* [INSTRUCTION]:
Rewrite the records below, changing every "mushroom" to "fungus" and keeping everything else the same. Leave the pictures out.

>> Begin

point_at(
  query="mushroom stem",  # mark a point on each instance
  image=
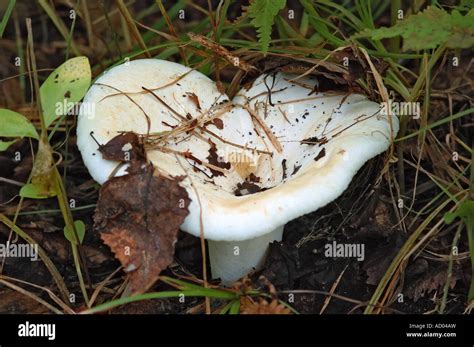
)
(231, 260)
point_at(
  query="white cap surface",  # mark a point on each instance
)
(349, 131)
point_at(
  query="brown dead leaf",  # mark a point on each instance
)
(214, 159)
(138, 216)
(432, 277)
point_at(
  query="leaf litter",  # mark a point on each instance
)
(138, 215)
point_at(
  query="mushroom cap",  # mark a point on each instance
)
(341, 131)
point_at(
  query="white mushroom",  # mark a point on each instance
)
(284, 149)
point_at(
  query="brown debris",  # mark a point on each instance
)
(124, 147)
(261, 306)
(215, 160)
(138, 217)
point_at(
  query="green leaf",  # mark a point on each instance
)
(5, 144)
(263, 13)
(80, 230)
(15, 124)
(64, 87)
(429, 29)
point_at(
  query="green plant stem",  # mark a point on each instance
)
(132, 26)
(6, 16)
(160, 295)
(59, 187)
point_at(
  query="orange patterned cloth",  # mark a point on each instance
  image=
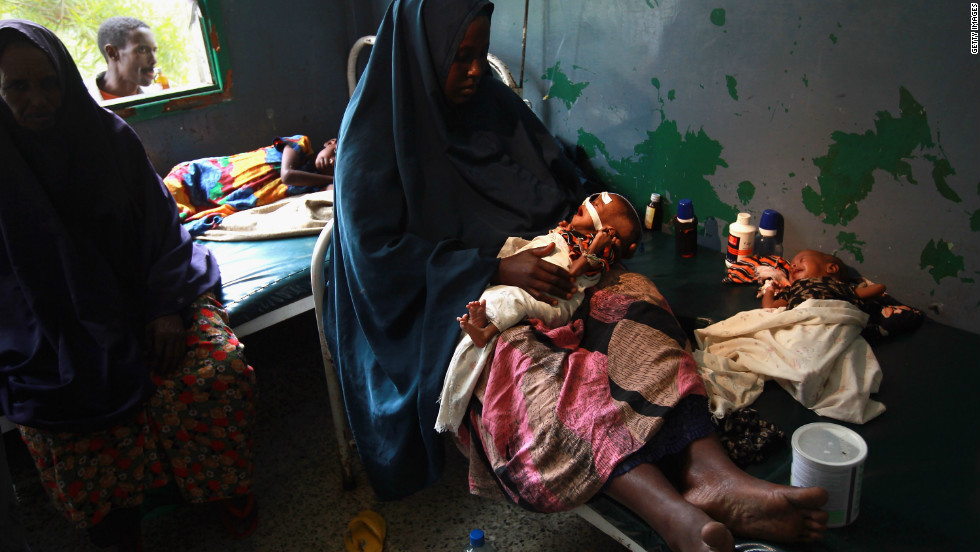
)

>> End

* [RESPONSE TO THE EXERCISE]:
point_at(
  query="fungus stem",  # mark a point on each instance
  image=
)
(231, 260)
point_at(
  query="white cap surface",  # mark a point on each instance
)
(349, 131)
point_at(
  query="brown dead leaf",  # mark a point on each instance
)
(214, 159)
(138, 216)
(432, 277)
point_at(
  query="leaf litter",  # mark a point on each instance
)
(138, 215)
point_at(
  query="fungus cap",  # mark a point on each instance
)
(341, 131)
point_at(
  query="white fungus",  # mark a point on each instance
)
(284, 149)
point_at(
  query="brown debris",  # mark a point on each instance
)
(124, 147)
(261, 306)
(215, 160)
(138, 217)
point_at(
  query="green leaf",  # mark a point on each instance
)
(5, 144)
(263, 13)
(80, 230)
(15, 124)
(64, 87)
(429, 29)
point_at(
  query="green plant stem",  # mark a point on each instance
)
(132, 26)
(6, 16)
(160, 295)
(59, 187)
point_at(
  query="orange patterned cloth",  # mark a point on each instance
  image=
)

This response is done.